▸ Given task A: For each statement about the bug-fix dataset text below, answer yes or no and quote the deciding words of the text. (i) A GPU is needed to run the experiments. (ii) For a single GPU, GPU_ID should be set to "1". (iii) In the codet5 run.sh script, the source and target languages are set on line 22.
▸ Given task B: In the bug-fix dataset text below, what must be done in the run.sh file to run only the evaluation?
▸ Given task C: Please carry the bug-fix dataset text below forward from its last sentence.

▸ Text provided:
Download Preprocessed Data

Run the following commands if you want to download the processed data and train:

Download and unzip our preprocessed Java dataset

wget --load-cookies /tmp/cookies.txt "https://docs.google.com/uc?export=download&confirm=$(wget --quiet --save-cookies /tmp/cookies.txt --keep-session-cookies --no-check-certificate 'https://docs.google.com/uc?export=download&id=1vsuUrJ2j86EYGb2WWQatqsqJ-V8Sl6en' -O- | sed -rn 's/.*confirm=([0-9A-Za-z_]+).*/\1\n/p')&id=1vsuUrJ2j86EYGb2WWQatqsqJ-V8Sl6en" -O java.zip && rm -rf /tmp/cookies.txt
unzip java.zip

Download and unzip our preprocessed Python dataset

wget --load-cookies /tmp/cookies.txt "https://docs.google.com/uc?export=download&confirm=$(wget --quiet --save-cookies /tmp/cookies.txt --keep-session-cookies --no-check-certificate 'https://docs.google.com/uc?export=download&id=1rjjYW8SB8f5Hr34ig84OKpNYOzdt03Ar' -O- | sed -rn 's/.*confirm=([0-9A-Za-z_]+).*/\1\n/p')&id=1rjjYW8SB8f5Hr34ig84OKpNYOzdt03Ar" -O python.zip && rm -rf /tmp/cookies.txt
unzip python.zip

After successful completion, we derive 4 datasets from this part:

  • java buggy code to java fixed code (data/java/processed/)
  • java buggy code with verdict information to java fixed code (data/java/processed_with_verdict/)
  • python buggy code to python fixed code (data/python/processed/)
  • python buggy code with verdict information to python fixed code in (data/python/processed_with_verdict/)

Each of these 4 directories contains:

  • {train, test, valid}.jsonl files containing all the information for the datapoints. This also allows us to always revert back to the original dataset
  • {train, test, valid}.{language-language}.id files, where language is in the set [java, python]
  • 6 raw test files for training.
  • {src, tgt}_{train, test, valid}.{language-language}.language

Training and Evaluation

Training the model and evaluating on the dataset

GPU is required to run the experiments.

To use our open sourced pretrained models and data files, download plbart.zip or codeT5.zip from the link below and verify the results using the same procedure.

https://drive.google.com/drive/folders/1dzuHuouuWzlFCy1CMj9DYG9JGraEay27?usp=sharing

And then go to that specific folder and run the run.sh command. More instructions later n this page.

cd plbart/
./run.sh

To run the codet5 model, go to the codet5 folder and use the run.sh script file. This will also evalualte the model on match-based metrics (BLEU, CodeBleu, Syntax Match, Dataflow Match, etc.). Some changes are required to execute the run.sh script:

  • Change the source and target languages on lines 14-15 to one of these ['java', 'python']
  • Change path_2_data at the end of line 22 to the folder name with the processed or processed_with_verdict data
  • Change line 27 to make the Model and Cached data save directory consistent with the data as well. For example, append "_with_verdict" if the associated data path contains "_with_verdict" as well.
    To simply run the evaluation, comment out the train function in the bottom of the run.sh file

Each run.sh file has a similar structure:

./run.sh GPU_ID SRC_LANGUAGE TARGET_LANGUAGE DATA_SOURCE WITH_VERDICT

GPU_ID is how many GPUs you want to use. For single GPU, input "0".

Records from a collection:

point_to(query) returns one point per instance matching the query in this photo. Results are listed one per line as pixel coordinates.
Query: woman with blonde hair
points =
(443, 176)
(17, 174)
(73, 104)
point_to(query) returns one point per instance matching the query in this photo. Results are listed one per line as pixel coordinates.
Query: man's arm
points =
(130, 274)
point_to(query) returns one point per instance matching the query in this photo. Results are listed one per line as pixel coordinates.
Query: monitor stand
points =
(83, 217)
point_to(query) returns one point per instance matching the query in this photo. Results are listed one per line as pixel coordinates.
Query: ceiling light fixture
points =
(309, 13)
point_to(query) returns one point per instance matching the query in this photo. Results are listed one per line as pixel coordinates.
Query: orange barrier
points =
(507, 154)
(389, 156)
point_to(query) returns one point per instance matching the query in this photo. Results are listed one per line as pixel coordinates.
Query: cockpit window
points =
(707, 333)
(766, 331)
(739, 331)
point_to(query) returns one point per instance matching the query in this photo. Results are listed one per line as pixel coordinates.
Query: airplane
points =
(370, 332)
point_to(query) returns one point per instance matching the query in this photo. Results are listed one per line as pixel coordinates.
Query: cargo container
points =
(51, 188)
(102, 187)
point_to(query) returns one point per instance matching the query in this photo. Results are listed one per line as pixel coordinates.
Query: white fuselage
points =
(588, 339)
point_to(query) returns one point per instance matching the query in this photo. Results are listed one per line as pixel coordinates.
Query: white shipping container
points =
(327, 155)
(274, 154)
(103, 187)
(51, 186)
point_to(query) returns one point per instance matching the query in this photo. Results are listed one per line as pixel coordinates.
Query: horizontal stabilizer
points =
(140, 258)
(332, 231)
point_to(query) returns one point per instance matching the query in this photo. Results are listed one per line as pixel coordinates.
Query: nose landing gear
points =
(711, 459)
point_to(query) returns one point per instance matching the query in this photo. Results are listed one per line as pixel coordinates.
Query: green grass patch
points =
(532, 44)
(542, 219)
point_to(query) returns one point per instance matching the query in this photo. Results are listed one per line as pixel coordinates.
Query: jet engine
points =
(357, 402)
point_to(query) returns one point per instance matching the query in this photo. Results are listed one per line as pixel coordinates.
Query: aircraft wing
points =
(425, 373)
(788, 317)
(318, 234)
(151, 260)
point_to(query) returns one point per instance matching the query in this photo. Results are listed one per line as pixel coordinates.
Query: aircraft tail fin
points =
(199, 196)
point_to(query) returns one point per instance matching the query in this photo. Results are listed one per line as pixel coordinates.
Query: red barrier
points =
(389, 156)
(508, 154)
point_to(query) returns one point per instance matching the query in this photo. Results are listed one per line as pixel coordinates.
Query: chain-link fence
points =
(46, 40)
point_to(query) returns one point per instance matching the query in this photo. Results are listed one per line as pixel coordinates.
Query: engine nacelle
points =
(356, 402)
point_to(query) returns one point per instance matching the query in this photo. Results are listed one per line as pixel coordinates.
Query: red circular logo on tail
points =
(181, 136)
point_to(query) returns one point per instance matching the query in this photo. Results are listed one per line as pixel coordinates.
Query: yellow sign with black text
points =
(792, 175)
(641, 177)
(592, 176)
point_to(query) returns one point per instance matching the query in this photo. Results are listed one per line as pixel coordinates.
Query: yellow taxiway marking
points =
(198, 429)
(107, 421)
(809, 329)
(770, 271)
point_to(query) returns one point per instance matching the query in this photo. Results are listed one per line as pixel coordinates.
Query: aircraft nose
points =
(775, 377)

▸ Task answer A:
(i) Yes: "GPU is required to run the experiments."
(ii) No: "For single GPU, input "0"."
(iii) No: "Change the source and target languages on lines 14-15"

▸ Task answer B: Comment out the train function at the bottom of the run.sh file.

▸ Task answer C:
SRC_LANGUAGE, TARGET_LANGUAGE are both the same for a single run. They can be either "java" or "python".
DATA_SOURCE is the location of the preprocessed data. For example, "codenet" if the stored preprocessed data folder is named "codenet".
WITH_VERDICT can be either "true" or "false" depending on if you want to use the verdict information in the input or not.

cd codet5/
nohup ./run.sh 0 java java codenet false #TODO Briefly explain one or all of these examples i.e.:
nohup ./run.sh 0 java java codenet true #Executes the Java dataset with one GPU and verdict information
nohup ./run.sh 0 python python codenet false #Executes the Python dataset with one GPU and without verdict information
nohup ./run.sh 0 python python codenet true

Similarly, for training and evaluating the plbart model, navigate to the root directory and use the following:

cd plbart/
nohup ./run.sh 0 java java codenet false
nohup ./run.sh 0 java java codenet true
nohup ./run.sh 0 python python codenet false
nohup ./run.sh 0 python python codenet true

The run.sh script for each of the models contains 3 function:

  • train -> Trains that specific model and saves the checkpoints and logs all the necessary matrices.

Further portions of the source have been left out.